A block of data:
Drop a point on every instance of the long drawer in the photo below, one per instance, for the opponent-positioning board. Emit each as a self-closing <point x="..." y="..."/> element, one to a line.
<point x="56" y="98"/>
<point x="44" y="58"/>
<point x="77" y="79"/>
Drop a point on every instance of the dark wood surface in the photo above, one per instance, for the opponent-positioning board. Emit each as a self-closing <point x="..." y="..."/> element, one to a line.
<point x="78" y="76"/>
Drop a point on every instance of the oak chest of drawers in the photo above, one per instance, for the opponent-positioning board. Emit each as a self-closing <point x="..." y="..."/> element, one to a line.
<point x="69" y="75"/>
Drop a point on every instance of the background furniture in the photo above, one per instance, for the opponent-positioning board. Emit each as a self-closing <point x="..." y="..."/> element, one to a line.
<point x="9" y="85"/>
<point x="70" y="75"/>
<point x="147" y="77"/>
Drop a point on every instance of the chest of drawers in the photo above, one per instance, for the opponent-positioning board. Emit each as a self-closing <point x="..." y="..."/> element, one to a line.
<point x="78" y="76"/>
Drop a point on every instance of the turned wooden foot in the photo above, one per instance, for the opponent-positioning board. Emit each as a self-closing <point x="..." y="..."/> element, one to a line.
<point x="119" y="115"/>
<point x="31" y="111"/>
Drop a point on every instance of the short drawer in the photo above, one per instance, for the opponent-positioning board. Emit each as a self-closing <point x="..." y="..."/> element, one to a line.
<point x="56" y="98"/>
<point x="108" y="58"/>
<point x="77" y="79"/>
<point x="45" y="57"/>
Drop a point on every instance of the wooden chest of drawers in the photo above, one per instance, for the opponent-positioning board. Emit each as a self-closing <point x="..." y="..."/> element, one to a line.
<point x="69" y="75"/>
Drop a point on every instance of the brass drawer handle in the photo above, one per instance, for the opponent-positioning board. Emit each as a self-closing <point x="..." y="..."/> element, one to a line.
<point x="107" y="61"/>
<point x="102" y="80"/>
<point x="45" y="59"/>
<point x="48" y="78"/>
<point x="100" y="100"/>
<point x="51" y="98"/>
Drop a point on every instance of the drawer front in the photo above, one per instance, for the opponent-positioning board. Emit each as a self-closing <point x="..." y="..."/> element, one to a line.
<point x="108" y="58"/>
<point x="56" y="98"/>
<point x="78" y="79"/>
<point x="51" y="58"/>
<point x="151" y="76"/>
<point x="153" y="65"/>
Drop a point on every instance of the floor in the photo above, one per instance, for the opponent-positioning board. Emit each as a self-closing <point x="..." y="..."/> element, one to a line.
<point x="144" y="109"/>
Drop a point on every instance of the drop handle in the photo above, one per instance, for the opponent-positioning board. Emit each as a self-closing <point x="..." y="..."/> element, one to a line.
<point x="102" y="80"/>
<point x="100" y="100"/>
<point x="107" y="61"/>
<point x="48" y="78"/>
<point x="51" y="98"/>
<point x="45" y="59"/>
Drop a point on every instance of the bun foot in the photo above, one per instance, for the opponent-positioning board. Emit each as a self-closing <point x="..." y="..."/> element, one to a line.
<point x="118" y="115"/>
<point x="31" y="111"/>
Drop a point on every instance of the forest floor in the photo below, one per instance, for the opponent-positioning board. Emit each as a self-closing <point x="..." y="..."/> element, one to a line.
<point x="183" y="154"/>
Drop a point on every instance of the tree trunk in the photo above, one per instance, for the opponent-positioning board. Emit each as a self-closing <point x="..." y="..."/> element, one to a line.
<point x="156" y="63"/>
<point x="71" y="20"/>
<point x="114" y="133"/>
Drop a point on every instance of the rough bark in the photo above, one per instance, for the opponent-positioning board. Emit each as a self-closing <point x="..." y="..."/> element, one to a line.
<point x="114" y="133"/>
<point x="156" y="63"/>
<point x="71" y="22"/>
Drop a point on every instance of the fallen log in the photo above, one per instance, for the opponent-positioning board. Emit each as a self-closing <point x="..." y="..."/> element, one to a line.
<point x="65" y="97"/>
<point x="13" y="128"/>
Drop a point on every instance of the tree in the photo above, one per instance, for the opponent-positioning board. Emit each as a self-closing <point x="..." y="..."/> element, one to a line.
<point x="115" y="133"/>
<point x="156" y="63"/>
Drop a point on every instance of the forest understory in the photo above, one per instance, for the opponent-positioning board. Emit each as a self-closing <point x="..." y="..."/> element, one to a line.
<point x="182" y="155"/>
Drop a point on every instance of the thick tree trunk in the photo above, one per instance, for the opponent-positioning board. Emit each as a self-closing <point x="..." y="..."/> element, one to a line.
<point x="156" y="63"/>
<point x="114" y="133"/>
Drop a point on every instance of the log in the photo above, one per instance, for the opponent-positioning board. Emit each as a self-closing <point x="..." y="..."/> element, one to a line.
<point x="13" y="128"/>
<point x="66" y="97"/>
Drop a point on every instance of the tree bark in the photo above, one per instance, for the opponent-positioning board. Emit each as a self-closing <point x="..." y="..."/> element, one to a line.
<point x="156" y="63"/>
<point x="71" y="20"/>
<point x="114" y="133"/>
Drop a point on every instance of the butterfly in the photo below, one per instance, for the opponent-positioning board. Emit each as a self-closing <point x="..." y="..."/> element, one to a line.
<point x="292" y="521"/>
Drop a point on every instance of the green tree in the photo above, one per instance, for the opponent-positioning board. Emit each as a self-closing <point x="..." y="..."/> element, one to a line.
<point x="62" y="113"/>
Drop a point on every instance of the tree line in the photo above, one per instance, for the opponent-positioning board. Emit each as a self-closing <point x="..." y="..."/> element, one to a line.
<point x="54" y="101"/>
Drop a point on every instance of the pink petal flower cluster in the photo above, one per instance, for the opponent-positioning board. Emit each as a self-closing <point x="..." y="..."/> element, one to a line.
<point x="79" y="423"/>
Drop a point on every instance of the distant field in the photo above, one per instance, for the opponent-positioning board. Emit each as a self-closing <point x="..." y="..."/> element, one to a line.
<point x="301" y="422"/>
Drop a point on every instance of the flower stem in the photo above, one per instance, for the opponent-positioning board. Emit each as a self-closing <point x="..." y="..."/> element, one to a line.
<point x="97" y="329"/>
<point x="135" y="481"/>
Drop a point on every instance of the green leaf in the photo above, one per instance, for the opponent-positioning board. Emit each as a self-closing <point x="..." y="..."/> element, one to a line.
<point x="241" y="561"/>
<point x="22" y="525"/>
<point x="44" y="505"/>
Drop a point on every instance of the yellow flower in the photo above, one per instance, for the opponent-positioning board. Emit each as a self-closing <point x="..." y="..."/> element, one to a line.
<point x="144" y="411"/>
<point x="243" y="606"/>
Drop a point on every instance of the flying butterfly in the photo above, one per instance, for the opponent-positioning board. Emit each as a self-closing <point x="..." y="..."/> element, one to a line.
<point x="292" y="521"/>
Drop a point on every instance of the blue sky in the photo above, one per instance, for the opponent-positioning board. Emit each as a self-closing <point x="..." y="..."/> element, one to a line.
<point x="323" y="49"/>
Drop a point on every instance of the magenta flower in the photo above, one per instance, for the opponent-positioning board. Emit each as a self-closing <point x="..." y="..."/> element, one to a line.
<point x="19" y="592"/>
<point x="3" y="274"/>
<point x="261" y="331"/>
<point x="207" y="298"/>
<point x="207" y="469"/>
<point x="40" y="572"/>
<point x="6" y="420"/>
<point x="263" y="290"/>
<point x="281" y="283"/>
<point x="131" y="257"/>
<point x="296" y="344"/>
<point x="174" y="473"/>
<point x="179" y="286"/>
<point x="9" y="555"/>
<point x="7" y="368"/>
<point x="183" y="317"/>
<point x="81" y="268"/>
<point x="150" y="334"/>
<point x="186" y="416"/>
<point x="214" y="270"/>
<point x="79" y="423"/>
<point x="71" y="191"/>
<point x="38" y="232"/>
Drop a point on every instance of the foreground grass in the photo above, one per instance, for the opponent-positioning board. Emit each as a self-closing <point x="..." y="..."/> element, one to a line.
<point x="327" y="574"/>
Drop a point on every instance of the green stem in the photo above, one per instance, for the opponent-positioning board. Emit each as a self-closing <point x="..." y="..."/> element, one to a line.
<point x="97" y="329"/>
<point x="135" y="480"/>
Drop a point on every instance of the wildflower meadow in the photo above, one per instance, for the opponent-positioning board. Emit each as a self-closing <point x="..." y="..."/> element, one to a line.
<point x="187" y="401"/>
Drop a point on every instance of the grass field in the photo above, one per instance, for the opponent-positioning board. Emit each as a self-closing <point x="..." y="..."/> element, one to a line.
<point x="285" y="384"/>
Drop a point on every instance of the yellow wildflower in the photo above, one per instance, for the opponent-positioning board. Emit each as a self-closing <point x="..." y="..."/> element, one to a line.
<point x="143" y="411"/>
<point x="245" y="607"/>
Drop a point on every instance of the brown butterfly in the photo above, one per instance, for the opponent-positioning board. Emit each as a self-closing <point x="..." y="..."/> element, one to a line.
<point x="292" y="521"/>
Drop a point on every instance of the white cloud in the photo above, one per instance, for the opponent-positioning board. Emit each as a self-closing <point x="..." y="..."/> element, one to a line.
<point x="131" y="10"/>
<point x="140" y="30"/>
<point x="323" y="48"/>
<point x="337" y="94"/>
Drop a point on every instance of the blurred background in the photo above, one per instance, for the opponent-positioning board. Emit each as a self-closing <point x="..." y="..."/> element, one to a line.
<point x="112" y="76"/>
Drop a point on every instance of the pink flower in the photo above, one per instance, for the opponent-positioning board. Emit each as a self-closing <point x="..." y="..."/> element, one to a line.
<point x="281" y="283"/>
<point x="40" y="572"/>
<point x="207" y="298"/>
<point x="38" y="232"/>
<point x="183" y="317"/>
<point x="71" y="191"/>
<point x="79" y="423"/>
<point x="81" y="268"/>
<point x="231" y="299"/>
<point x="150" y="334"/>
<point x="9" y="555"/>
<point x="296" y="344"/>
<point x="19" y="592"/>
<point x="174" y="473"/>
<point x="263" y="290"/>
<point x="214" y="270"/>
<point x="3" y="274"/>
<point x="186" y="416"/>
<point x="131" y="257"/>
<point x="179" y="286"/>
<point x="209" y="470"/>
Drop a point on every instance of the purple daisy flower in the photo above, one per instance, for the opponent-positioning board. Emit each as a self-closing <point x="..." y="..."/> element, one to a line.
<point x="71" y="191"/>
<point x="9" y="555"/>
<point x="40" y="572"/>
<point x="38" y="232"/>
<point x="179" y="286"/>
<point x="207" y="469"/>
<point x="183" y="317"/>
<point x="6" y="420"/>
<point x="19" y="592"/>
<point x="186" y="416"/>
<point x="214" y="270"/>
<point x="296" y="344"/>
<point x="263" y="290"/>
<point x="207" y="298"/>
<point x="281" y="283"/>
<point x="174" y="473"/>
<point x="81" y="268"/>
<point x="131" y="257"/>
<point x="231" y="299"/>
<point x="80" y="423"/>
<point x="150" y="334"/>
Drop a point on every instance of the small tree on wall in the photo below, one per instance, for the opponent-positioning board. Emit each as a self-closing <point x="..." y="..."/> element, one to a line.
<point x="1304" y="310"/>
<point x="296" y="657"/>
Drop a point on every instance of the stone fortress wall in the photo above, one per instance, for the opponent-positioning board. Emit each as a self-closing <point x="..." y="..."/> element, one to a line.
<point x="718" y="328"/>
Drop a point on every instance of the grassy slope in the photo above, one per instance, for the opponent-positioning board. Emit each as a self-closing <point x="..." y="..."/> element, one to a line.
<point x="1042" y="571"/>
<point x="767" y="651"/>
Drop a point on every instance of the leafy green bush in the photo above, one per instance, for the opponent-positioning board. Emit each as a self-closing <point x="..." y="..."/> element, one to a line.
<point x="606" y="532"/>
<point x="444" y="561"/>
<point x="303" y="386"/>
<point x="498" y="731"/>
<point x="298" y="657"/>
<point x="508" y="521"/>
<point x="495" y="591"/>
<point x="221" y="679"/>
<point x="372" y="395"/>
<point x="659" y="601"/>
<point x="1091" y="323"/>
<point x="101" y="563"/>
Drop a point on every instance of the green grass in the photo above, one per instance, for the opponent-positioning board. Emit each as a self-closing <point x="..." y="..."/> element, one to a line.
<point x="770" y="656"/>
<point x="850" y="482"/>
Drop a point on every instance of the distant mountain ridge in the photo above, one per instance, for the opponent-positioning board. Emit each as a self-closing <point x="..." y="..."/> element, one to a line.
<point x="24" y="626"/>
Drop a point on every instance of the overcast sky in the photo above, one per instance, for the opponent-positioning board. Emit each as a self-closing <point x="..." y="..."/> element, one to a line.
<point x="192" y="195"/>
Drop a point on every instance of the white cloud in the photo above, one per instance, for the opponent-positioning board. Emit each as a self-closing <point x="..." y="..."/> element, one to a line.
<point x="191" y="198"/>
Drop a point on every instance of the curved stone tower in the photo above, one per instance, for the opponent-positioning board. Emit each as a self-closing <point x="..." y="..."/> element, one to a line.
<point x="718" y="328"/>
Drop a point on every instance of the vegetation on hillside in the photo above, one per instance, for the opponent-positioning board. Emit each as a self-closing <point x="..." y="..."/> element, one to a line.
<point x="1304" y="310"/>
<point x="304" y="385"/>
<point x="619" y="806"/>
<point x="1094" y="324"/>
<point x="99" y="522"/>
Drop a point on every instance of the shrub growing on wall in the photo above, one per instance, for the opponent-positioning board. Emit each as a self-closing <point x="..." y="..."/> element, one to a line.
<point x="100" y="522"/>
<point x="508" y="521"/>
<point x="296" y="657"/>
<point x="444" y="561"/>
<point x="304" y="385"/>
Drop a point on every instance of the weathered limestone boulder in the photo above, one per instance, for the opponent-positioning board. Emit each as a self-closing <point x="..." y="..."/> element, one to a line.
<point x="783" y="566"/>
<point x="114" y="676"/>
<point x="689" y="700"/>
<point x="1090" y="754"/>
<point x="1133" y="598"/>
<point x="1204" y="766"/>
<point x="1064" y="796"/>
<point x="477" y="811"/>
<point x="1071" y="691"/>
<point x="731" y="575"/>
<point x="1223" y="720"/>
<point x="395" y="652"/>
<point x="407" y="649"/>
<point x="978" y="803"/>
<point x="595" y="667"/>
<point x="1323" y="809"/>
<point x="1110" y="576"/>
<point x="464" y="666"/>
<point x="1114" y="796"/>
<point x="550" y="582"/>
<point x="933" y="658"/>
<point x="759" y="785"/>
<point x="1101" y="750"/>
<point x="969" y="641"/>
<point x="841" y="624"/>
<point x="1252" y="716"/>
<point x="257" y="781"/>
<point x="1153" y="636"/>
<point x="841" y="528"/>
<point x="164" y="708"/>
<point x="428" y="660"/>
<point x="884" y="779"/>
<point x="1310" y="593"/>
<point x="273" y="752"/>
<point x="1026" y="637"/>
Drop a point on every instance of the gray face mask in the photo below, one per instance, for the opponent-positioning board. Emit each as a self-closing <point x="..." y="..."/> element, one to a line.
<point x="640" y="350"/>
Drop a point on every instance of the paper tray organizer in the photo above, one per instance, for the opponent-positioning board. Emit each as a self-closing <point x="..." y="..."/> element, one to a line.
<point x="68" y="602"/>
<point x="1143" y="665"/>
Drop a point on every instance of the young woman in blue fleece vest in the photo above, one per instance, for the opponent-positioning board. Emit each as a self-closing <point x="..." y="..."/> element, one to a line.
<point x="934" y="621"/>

- [The problem] Reproduce, word for word, every line starting at the line that contains "Drop a point on every instance of the gray" and ending with the final line of the entries.

- [Answer to this task]
Drop a point on every instance of the gray face mask in the photo below, one per instance, for the opponent-positioning board. Emit each as a self-closing <point x="..." y="..."/> element, one to a line.
<point x="640" y="350"/>
Drop a point on every instance of the paper tray organizer in the photo above, one per instance, for the opponent-positioning board. Emit each as a self-closing <point x="..." y="..."/> element, one to a line.
<point x="68" y="602"/>
<point x="1143" y="665"/>
Drop a point on every instance of the young woman in blue fleece vest in the photo above, one per instance, for the opponent-positioning board. Emit each as a self-closing <point x="..." y="..."/> element, one to a line.
<point x="934" y="621"/>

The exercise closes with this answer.